GIVEN TASK 1 = Translate this sentence from the court opinion on Garcia's burglary convictions into Spanish: "The narrow legal question before us is whether Garcia was properly convicted of two burglaries, rather than one, based on his having entered both the store and a room within the store with intent to commit a felony."
GIVEN TASK 2 = Go on with the court opinion on Garcia's burglary convictions, starting right after its last sentence.

DOCUMENT TEXT =
========================================================================
Concurring.—Defendant Hugo Garcia was convicted of several offenses, including burglary, aggravated kidnapping, and rape, based on a course of criminal conduct that began with the robbery of a store and ended with the forcible rape of a store employee in a bathroom located in the back of the store. The narrow legal question before us is whether Garcia was properly convicted of two burglaries, rather than one, based on his having entered both the store and a room within the store with intent to commit a felony.
========================================================================
[Dataset excerpt]
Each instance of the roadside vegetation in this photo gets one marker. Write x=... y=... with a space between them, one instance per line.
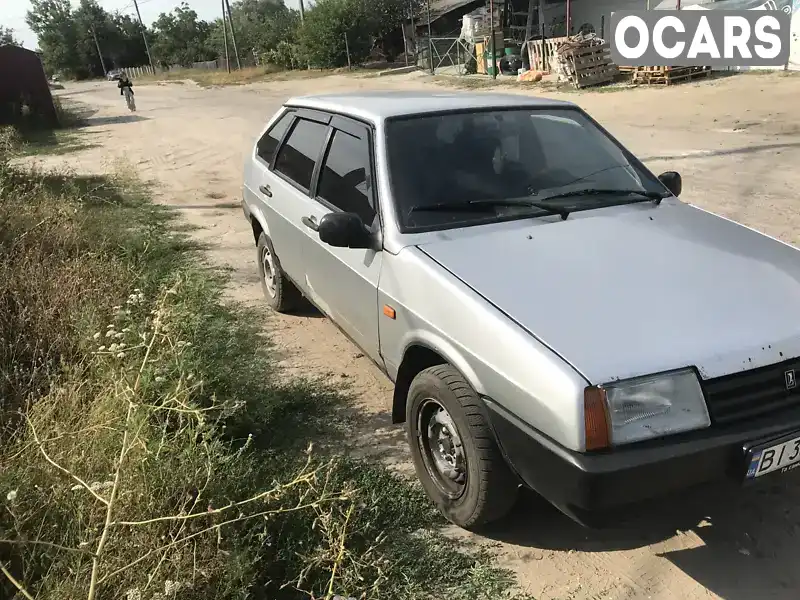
x=148 y=447
x=333 y=34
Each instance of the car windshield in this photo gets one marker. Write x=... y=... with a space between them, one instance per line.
x=463 y=169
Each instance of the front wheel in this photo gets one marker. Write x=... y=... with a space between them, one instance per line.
x=281 y=294
x=454 y=451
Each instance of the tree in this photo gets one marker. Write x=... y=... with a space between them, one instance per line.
x=365 y=22
x=7 y=36
x=66 y=38
x=260 y=26
x=51 y=21
x=180 y=38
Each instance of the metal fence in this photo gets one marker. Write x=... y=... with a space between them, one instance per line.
x=446 y=55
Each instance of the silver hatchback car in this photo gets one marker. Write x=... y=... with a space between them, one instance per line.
x=551 y=314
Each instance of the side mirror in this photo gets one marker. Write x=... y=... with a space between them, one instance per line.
x=672 y=181
x=344 y=230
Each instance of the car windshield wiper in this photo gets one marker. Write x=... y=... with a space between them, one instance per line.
x=479 y=205
x=609 y=192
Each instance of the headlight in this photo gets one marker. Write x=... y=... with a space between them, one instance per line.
x=655 y=406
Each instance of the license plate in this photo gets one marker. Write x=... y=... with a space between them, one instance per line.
x=782 y=456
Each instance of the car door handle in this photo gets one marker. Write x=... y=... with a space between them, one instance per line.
x=310 y=222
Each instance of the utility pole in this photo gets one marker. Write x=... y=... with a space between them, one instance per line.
x=225 y=38
x=144 y=37
x=430 y=40
x=491 y=42
x=100 y=54
x=233 y=35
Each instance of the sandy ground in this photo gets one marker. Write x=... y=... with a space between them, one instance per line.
x=737 y=143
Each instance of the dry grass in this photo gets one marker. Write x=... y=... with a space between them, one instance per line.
x=219 y=77
x=148 y=449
========================================================================
RESPONSE 1 = La cuestión jurídica concreta que tenemos ante nosotros es si Garcia fue debidamente condenado por dos robos con allanamiento, en lugar de uno, por haber entrado tanto en la tienda como en una habitación dentro de la tienda con la intención de cometer un delito grave.

RESPONSE 2 =
Although the Court of Appeal described the issue as one of first impression, the scenario is a common one: Burglaries commonly involve both an entry into a structure and an entry into at least one room within the structure. It is therefore telling that the People have not been able to identify, in the centuries-long history of the law of burglary, any judicial precedent for upholding multiple burglary convictions under comparable circumstances. This is because, as this court today holds, the law does not permit such a result. As the majority concludes, “the simple fact that a defendant has committed two entries with felonious intent into a structure and a room within that structure does not permit multiple burglary convictions. Where a burglar enters a structure enumerated under [Penal Code] section 459 with the *1134requisite felonious intent, and then subsequently enters a room within that structure with such intent, the burglar may be charged with multiple burglaries only if the subsequently entered room provides a separate and objectively reasonable expectation of protection from intrusion relative to the larger structure.” (Maj. opn., ante, at pp. 1119-1120.)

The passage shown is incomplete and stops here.